=== Available data ===
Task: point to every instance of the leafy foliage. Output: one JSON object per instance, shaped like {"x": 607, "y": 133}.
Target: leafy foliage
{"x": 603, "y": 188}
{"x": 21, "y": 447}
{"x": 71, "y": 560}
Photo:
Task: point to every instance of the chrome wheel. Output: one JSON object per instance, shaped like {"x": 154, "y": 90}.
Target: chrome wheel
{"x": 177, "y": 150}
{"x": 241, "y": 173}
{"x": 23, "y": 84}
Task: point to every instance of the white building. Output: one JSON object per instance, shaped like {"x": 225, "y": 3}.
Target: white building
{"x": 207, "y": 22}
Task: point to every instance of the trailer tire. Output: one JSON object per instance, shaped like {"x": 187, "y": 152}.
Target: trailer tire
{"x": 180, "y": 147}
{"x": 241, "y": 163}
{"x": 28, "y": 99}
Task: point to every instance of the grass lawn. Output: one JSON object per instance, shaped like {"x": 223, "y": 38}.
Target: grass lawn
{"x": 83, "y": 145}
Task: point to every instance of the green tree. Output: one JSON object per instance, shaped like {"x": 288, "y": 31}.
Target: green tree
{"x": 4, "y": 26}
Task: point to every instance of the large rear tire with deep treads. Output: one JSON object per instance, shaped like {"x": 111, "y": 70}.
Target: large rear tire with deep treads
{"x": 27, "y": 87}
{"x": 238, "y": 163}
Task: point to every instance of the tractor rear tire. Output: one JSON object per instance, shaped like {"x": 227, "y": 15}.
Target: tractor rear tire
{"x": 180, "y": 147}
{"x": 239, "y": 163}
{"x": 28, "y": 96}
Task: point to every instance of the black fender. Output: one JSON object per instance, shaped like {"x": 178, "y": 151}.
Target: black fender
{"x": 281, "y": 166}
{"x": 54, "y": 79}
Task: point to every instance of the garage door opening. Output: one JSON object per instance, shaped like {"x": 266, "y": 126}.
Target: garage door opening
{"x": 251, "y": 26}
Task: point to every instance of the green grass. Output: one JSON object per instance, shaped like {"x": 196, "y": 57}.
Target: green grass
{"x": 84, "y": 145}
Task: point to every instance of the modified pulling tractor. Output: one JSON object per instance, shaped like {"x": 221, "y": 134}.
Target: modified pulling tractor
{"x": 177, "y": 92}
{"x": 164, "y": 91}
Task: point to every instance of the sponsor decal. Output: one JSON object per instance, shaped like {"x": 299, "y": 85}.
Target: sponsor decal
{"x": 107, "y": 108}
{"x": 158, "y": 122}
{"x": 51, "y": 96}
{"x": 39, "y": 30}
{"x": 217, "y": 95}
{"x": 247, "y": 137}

=== Objective ===
Reproduce all of the records above word for word, without changing or leaving out anything.

=== Written answer ===
Task: point to every instance of the leafy foliage. Output: one JSON object per instance, shaped like {"x": 607, "y": 133}.
Target: leafy foliage
{"x": 603, "y": 188}
{"x": 21, "y": 447}
{"x": 71, "y": 560}
Photo:
Task: point to every instance of the chrome wheel. Output: one JSON object per instance, shaped like {"x": 154, "y": 90}.
Target: chrome wheel
{"x": 177, "y": 150}
{"x": 241, "y": 173}
{"x": 23, "y": 84}
Task: point to every instance of the white building. Output: one JSON object per instance, shaped like {"x": 225, "y": 3}.
Target: white building
{"x": 207, "y": 22}
Task: point to every instance of the trailer tire. Output: one JSON object per instance, shaped like {"x": 187, "y": 152}.
Target: trailer tire
{"x": 180, "y": 147}
{"x": 241, "y": 163}
{"x": 28, "y": 99}
Task: point to every instance of the grass lawn. Output: one JSON object per instance, shaped like {"x": 223, "y": 38}.
Target: grass lawn
{"x": 83, "y": 145}
Task: point to every instance of the green tree. Output: one JSON object per instance, shaped like {"x": 288, "y": 31}.
Target: green tree
{"x": 4, "y": 26}
Task: point to every instance of the large rear tire with deep treads. Output: one JSON object per instance, shaped like {"x": 111, "y": 70}.
Target: large rear tire with deep treads
{"x": 27, "y": 87}
{"x": 238, "y": 163}
Task: point to every instance of the tractor rear tire. Output: one JSON object per instance, shaped like {"x": 227, "y": 15}.
Target: tractor rear tire
{"x": 180, "y": 147}
{"x": 239, "y": 163}
{"x": 28, "y": 96}
Task: point to every instance of the black fender. Output: one JSON object per instance, shaped like {"x": 178, "y": 151}.
Target: black fender
{"x": 281, "y": 166}
{"x": 54, "y": 79}
Task: point to every instance of the garage door opening. Output: one JSON object per instance, shaped like {"x": 266, "y": 126}.
Target: garage door opening
{"x": 251, "y": 26}
Task: point to every instance of the green grass. Output: one JSON object per instance, shaped like {"x": 196, "y": 57}.
Target: green grass
{"x": 84, "y": 145}
Task: point to every instance of the modified pulling tractor. Output: one JSON object per instance, shaped like {"x": 221, "y": 134}.
Target: modified pulling tractor
{"x": 177, "y": 92}
{"x": 164, "y": 91}
Task: point to every instance of the sponsor decal. Output: one JSON object per instance, shaped like {"x": 299, "y": 85}.
Target: sponsor decal
{"x": 107, "y": 108}
{"x": 158, "y": 122}
{"x": 51, "y": 96}
{"x": 39, "y": 30}
{"x": 217, "y": 95}
{"x": 247, "y": 137}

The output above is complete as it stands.